* _Task list_
a – In the FaceTime thread, rewrite the paragraph beginning "it doesn't need to be your apple id" as a short bulleted list that keeps its main facts.
b – List every distinct username that posts in the FaceTime thread.

* _Page excerpt_
- - -

# facetime on ipad question



## junji98 (Jul 30, 2009)

hi. will facetime work with no sim card installed? i have an ipad2 3g but no sim card (plan to put sim card only for travel). will facetime work without the sim? 

e


----------



## bouche (Jan 9, 2006)

Yes. So long as you have a wifi connection. I just called my iPhone with it. It uses your appleid and an email address.


----------



## Macified (Sep 18, 2003)

bouche is correct. FaceTime only works over wifi so 3G and no sim is irrelevant.


----------



## junji98 (Jul 30, 2009)

thanks guys. yup i have tried calling out of the ipad. but how do you call it? what number/contact gets associated with the ipad if it has no sim?


----------



## Macified (Sep 18, 2003)

junji98 said:


> thanks guys. yup i have tried calling out of the ipad. but how do you call it? what number/contact gets associated with the ipad if it has no sim?


The apple id you used to activate it through iTunes is your "calling card".


----------



## Paul82 (Sep 19, 2007)

it doesn't need to be your apple id, it can be any email account associated with it, I use a secondary email as a "mobile" account for the ipad, while on my mac I have both my primary account and my secondary account associated with it so if I want to call my mac I can call either, but if I want to call my ipad I call my secondary (mobile) account.


----------



## bouche (Jan 9, 2006)

upon setup, facetime pointed out that I could use any email address as my 'phone number'


----------

- - -

* _Supplied data_
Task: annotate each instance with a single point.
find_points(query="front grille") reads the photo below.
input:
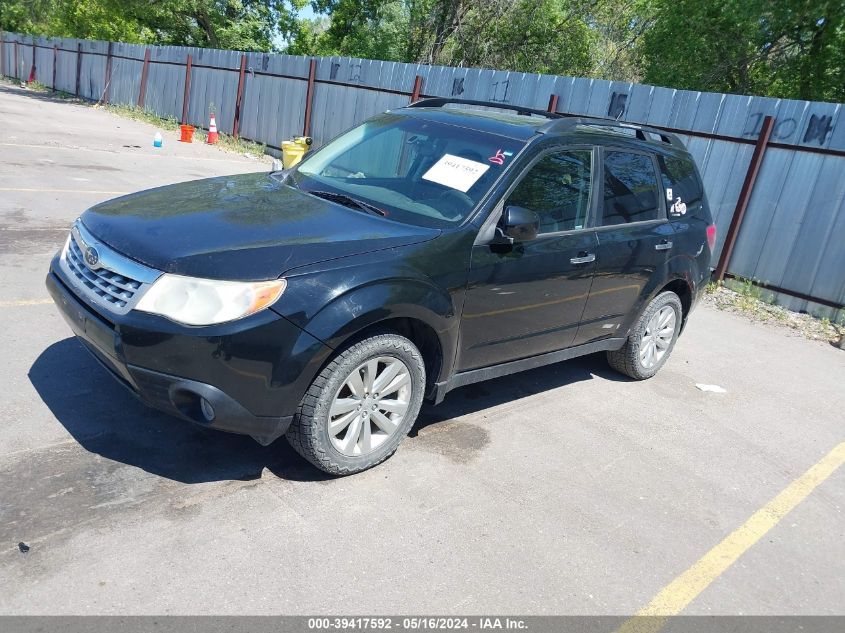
(114, 282)
(115, 289)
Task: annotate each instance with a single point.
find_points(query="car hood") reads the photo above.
(242, 227)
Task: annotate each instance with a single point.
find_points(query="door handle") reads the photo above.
(586, 259)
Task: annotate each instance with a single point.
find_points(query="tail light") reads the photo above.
(711, 236)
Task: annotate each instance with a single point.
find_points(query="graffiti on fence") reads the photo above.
(818, 127)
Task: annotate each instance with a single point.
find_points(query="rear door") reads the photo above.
(527, 299)
(635, 241)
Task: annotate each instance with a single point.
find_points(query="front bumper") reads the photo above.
(252, 372)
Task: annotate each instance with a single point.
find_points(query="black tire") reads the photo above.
(309, 431)
(626, 360)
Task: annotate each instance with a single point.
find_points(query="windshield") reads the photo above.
(412, 170)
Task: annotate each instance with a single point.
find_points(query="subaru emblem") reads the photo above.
(92, 257)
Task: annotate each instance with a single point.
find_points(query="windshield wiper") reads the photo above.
(349, 201)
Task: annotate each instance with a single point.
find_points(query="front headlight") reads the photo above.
(194, 301)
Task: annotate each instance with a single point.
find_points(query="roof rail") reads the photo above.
(558, 121)
(439, 102)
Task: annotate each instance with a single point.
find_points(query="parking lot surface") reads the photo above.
(563, 490)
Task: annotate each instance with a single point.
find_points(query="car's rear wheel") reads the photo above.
(651, 340)
(361, 406)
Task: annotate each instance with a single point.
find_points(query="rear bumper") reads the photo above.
(252, 375)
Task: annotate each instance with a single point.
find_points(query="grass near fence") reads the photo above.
(742, 296)
(170, 123)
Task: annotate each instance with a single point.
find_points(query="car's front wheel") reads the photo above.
(361, 406)
(651, 340)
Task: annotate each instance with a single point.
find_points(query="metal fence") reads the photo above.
(792, 234)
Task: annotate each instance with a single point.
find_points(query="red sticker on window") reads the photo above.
(498, 159)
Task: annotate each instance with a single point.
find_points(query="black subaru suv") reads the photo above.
(431, 247)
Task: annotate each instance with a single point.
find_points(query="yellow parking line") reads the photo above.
(675, 596)
(114, 193)
(25, 302)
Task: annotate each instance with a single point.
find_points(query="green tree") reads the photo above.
(791, 48)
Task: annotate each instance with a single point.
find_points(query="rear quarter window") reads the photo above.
(681, 186)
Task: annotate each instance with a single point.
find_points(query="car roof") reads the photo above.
(524, 123)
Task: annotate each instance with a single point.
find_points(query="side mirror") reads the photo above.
(518, 224)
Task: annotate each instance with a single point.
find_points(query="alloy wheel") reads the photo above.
(369, 406)
(657, 337)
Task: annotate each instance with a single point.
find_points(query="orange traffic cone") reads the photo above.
(212, 131)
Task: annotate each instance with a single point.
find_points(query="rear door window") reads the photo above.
(630, 189)
(557, 188)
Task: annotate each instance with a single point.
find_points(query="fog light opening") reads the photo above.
(207, 410)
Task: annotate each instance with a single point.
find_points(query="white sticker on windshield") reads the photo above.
(456, 172)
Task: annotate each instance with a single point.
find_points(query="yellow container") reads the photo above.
(293, 151)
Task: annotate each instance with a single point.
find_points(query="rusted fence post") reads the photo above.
(309, 97)
(145, 69)
(55, 59)
(107, 77)
(415, 95)
(186, 99)
(744, 197)
(78, 65)
(239, 97)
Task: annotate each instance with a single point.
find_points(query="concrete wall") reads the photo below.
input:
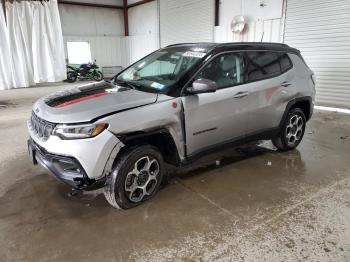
(264, 23)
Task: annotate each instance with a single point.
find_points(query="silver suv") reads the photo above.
(172, 106)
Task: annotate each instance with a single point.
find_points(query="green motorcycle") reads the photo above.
(85, 71)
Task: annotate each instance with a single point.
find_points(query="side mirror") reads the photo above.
(202, 86)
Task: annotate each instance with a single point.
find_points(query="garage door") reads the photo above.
(320, 29)
(184, 21)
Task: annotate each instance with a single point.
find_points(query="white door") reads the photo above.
(320, 29)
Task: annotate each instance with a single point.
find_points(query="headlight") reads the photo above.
(79, 131)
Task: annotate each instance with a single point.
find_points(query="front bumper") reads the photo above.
(92, 156)
(66, 169)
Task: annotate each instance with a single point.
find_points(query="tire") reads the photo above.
(292, 131)
(98, 76)
(71, 77)
(131, 181)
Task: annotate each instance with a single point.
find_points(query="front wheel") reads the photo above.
(292, 131)
(98, 76)
(135, 178)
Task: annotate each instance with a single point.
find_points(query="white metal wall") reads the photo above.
(143, 30)
(186, 21)
(320, 29)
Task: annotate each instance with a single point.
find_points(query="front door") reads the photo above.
(212, 119)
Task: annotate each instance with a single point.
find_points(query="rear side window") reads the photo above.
(286, 64)
(226, 70)
(262, 65)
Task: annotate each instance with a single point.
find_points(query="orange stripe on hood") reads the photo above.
(74, 101)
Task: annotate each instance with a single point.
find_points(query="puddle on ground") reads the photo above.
(6, 104)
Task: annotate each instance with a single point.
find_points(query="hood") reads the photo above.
(85, 103)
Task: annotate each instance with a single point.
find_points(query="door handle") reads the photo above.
(285, 84)
(240, 94)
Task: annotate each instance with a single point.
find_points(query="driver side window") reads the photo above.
(226, 70)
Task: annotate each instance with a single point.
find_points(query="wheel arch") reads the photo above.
(304, 103)
(160, 138)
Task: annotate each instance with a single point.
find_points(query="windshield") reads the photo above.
(161, 69)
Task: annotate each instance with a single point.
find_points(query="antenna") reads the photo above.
(238, 24)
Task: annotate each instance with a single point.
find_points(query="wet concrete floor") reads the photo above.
(257, 205)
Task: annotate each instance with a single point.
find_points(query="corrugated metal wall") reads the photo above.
(186, 21)
(320, 29)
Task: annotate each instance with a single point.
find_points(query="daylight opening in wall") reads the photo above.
(78, 52)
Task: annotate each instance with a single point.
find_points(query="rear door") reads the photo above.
(268, 85)
(215, 118)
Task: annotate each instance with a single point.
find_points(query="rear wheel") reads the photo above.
(135, 178)
(98, 76)
(71, 77)
(292, 131)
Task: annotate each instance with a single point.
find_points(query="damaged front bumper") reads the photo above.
(80, 163)
(66, 169)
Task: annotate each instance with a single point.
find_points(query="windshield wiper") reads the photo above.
(131, 85)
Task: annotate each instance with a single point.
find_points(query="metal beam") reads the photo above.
(126, 18)
(217, 12)
(4, 8)
(140, 3)
(91, 4)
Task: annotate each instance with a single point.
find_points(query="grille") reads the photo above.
(42, 128)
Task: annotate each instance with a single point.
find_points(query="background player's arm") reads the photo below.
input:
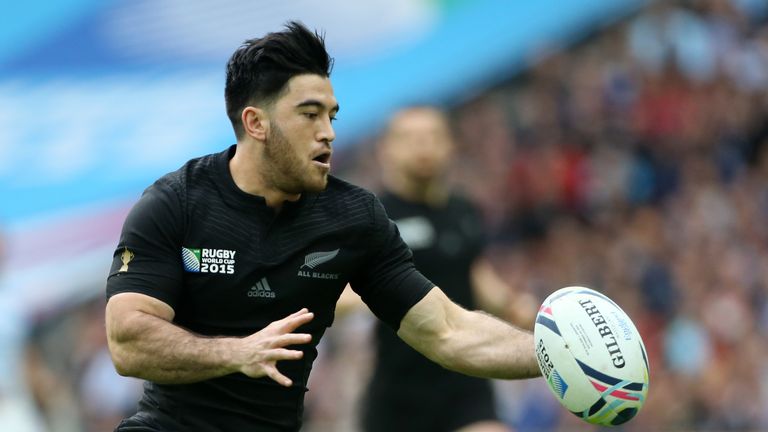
(495, 296)
(469, 342)
(145, 343)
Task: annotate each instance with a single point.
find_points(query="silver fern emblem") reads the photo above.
(316, 258)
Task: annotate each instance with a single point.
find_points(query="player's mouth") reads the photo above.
(323, 159)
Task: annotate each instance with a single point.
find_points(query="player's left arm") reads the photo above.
(473, 343)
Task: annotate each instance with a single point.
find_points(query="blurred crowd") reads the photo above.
(635, 162)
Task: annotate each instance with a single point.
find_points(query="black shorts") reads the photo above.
(435, 408)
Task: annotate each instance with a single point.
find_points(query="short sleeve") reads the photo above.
(389, 282)
(148, 257)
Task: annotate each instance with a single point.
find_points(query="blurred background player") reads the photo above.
(444, 230)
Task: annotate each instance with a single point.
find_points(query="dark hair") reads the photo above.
(259, 69)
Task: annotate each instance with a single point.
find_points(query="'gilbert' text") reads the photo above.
(605, 332)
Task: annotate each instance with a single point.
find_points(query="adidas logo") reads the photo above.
(261, 289)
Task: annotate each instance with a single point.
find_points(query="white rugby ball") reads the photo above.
(591, 356)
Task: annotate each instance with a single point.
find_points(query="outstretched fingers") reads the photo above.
(272, 372)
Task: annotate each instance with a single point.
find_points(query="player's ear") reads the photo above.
(255, 122)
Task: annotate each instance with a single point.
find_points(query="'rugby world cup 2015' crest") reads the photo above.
(207, 260)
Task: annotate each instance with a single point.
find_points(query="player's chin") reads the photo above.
(317, 183)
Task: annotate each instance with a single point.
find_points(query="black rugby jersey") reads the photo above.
(228, 265)
(445, 241)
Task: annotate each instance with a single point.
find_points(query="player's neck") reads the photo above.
(247, 173)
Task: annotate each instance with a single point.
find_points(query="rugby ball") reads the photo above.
(591, 356)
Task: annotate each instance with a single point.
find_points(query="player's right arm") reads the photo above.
(145, 284)
(145, 343)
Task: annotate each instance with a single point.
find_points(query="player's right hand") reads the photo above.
(257, 355)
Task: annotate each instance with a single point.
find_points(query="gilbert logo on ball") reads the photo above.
(591, 356)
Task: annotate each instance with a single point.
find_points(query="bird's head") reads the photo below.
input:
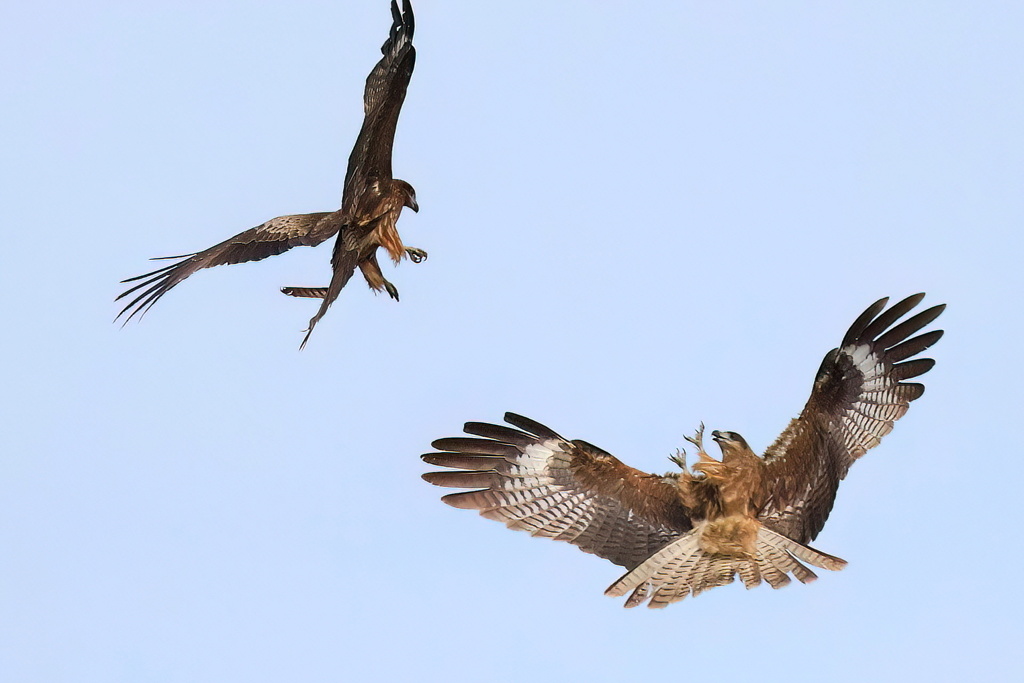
(730, 442)
(408, 195)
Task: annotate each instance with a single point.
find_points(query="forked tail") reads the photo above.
(682, 568)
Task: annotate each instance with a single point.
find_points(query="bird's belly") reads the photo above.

- - -

* _Solutions by task_
a –
- FaceTime doesn't require your Apple ID; any email account associated with it will work.
- The poster uses a secondary email as a "mobile" account for the iPad.
- The Mac has both the primary and secondary accounts associated, so calling either one reaches the Mac.
- Calling the secondary (mobile) account reaches the iPad.

b – junji98, bouche, Macified, Paul82